* **Written request**: Extract, verbatim, the part of the items below that opens with the line containing "In the photo above, where can the green" and runs through the end of the items.

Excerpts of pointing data
---
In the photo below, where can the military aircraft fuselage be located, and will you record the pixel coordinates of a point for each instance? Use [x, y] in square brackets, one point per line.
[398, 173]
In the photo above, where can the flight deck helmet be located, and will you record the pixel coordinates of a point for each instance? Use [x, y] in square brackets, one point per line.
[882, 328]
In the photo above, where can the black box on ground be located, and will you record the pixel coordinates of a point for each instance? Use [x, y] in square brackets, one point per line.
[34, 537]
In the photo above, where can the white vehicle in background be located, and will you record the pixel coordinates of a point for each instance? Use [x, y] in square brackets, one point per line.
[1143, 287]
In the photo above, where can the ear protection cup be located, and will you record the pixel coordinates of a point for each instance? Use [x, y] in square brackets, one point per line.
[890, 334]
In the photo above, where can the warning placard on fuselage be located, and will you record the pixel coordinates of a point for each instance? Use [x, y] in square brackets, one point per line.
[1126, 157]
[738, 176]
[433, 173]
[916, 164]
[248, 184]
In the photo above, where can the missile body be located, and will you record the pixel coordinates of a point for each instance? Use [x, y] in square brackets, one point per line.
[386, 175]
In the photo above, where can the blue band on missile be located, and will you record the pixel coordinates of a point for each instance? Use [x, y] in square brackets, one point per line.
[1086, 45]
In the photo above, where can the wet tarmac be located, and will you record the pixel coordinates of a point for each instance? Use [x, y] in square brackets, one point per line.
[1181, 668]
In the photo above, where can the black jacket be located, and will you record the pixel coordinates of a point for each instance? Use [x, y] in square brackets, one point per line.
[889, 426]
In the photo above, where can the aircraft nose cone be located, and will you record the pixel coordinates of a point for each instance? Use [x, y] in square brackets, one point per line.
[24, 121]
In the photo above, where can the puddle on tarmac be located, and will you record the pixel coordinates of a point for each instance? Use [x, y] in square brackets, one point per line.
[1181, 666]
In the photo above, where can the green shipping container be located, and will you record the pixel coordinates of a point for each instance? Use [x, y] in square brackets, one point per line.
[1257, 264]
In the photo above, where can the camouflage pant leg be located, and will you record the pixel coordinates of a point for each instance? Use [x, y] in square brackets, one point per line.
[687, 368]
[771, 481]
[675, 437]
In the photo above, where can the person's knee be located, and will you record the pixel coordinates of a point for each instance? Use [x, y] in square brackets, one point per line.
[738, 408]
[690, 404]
---
* **Response**:
In the photo above, where can the green shipping container be located, and will you record the pixel coordinates of a point for each instance? Use [x, y] in square brackets, one point per line.
[1257, 264]
In the photo above, where can the camouflage pant leg be located, and will you record the pixel coordinates of a point for each instance? Use [x, y] in square brackets, one point per line.
[687, 368]
[771, 481]
[675, 437]
In the photo above, where can the person's knee be located, and will you record the pixel coordinates of a point for each instance? Use [x, y] in square brackets, one point per line.
[738, 408]
[690, 404]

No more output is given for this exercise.